Because the temporal variation rate (i.e., variation rate over time) of the virtual phases θ(ti) varies in accordance with the vibrato velocity of the audio signal XA as noted above, the number of samples n, constituting the unit wave Wo, can vary every time point ti in accordance with the vibrato velocity of the audio signal XA. More specifically, as the vibrato velocity of the audio signal XA increases (namely, as the intervals between the successive extreme value points E decreases), the number of samples n in the unit wave Wo decreases.

The unit wave processing section 38 of FIG. 2 generates, for each of the unit waves Wo extracted by the unit wave extraction section 36 for the individual time points ti, unit information U(ti) indicative of a character of the unit wave Wo. A set of a plurality of such unit information U(ti) generated for the different time points ti are stored into the storage device 24 as variation information DV. As shown in FIG. 2, the unit wave processing section 38 includes a phase correction section 52, a time adjustment section 54 and an information generation section 56. The phase correction section 52 and time adjustment section 54 adjusts the shape of each unit wave Wo, and the information generation section 56 generates unit information U(ti) (variation information DV) from each of the unit waves Wo. FIG. 5 is a block diagram explanatory of behavior of the unit wave processing section 38.
----
> Exercise instructions
[1] Render this sentence from the unit wave passage in Spanish: "As shown in FIG. 2, the unit wave processing section 38 includes a phase correction section 52, a time adjustment section 54 and an information generation section 56."
[2] Write the next few sentences of the unit wave passage, picking up after its final sentence.
The rows have no connection to the unit wave passage.
----
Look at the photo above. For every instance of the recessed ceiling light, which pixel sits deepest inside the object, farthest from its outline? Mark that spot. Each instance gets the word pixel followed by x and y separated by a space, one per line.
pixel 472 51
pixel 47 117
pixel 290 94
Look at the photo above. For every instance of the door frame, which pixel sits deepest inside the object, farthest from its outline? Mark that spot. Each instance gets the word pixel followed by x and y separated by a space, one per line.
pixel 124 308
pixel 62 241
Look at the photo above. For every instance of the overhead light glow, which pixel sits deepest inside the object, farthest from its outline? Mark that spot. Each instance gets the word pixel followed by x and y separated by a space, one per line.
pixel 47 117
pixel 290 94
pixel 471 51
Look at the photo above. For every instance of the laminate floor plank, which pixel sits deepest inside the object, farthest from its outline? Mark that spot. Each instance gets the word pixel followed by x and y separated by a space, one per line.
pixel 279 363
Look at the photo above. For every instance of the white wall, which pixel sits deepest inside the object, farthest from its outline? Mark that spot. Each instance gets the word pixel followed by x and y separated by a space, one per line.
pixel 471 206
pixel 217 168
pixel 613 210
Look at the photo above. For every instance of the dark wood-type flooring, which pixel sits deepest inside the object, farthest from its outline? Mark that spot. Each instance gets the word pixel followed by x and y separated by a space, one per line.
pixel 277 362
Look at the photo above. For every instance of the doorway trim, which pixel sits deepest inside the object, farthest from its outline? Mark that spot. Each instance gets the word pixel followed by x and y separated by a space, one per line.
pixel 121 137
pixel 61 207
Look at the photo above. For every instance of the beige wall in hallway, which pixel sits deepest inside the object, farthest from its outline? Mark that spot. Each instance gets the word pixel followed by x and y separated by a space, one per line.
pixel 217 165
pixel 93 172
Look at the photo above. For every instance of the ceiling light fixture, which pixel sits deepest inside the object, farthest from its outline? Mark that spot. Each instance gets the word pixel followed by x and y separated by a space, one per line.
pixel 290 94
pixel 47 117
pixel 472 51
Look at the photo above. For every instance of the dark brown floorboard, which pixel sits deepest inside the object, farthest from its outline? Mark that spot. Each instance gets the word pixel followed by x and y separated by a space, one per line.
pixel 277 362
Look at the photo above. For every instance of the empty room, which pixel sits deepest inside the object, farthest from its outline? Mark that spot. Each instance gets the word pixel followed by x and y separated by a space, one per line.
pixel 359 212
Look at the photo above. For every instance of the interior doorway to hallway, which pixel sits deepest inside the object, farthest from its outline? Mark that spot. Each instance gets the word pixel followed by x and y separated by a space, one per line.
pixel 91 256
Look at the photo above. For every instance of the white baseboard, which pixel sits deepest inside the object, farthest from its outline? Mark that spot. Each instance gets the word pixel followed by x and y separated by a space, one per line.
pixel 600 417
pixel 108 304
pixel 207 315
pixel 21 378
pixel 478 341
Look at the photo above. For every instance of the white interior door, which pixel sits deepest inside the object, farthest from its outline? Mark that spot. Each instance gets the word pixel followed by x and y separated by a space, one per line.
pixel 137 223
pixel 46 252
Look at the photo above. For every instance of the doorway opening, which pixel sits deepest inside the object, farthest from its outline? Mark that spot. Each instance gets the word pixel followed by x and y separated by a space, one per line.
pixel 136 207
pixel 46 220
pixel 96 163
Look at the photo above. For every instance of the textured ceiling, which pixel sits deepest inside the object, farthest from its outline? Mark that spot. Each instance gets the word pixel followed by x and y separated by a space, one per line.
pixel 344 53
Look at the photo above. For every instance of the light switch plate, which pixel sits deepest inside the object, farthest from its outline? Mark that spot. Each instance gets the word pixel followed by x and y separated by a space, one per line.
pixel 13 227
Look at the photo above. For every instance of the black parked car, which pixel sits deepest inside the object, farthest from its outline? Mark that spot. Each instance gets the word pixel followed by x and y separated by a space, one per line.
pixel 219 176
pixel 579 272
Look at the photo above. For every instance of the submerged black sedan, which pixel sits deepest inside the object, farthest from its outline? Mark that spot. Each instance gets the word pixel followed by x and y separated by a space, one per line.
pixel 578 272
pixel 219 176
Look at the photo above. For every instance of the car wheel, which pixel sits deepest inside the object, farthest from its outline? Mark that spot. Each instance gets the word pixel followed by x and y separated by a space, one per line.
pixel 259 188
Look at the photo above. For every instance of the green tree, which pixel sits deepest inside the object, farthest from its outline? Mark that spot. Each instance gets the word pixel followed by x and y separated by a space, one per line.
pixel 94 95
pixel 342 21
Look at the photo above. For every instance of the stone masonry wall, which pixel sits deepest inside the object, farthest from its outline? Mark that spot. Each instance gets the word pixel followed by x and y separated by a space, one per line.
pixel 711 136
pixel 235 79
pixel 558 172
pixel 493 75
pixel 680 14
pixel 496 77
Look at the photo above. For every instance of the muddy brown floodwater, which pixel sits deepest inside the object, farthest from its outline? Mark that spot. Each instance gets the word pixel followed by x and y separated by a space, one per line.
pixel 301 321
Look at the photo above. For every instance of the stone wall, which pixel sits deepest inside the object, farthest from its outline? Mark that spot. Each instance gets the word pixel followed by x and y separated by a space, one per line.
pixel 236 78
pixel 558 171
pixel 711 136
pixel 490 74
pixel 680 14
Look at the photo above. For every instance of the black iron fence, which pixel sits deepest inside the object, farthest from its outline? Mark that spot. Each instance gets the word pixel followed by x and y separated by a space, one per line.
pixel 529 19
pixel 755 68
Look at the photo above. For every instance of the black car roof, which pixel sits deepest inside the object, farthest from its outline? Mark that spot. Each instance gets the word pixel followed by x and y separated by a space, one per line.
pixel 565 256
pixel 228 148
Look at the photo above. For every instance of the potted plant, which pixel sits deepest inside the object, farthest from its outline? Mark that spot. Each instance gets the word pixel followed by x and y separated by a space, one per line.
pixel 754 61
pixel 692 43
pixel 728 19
----
> Expected answers
[1] Como se muestra en la FIG. 2, la sección de procesamiento de ondas unitarias 38 incluye una sección de corrección de fase 52, una sección de ajuste de tiempo 54 y una sección de generación de información 56.

[2]
As shown in FIG. 5, the phase correction section 52 generates a unit wave WA for each of the time points ti by correcting the unit wave Wo extracted by the unit wave extraction section 36 for the time point ti, so that the unit waves Wo are brought into phase with each other. More specifically, as shown in FIG. 5, the phase correction section 52 phase-shifts each of the unit waves Wo in the time axis direction so that the initial phase of each of the unit waves Wo becomes a zero phase. For example, as shown in FIG. 6, the phase correction section 52 shifts a leading end portion ws of the unit wave Wo to the trailing end of the unit wave Wo, to thereby generate a unit wave WA having a zero initial phase. In an alternative, the phase correction section 52 may generate such a unit wave WA having a zero initial phase, by shifting a trailing end portion of the unit wave Wo to the leading end of the unit wave Wo. The aforementioned operations are performed for each of the unit waves Wo, so that the unit waves WA for the individual time points ti are adjusted to the same phase.

As shown in FIG. 5, the time adjustment section 54 of FIG. 2 compresses or expands each of the unit waves WA, having been adjusted by the phase correction section 52, into a common or same time length (i.e., same number of samples) N, to thereby generate a unit wave WB. Because the information generation section 56 (i.e., second generation section 562) performs discrete Fourier transform on the unit wave WB as will be later described, it is preferable that the time length N be set at a power of two (e.g., N=64). The compression/expansion of the unit waves WA (i.e., generation of the unit wave WB) may be performed using any suitable one of the conventionally-known techniques (such as a process for linearly compressing or expanding the unit wave WA).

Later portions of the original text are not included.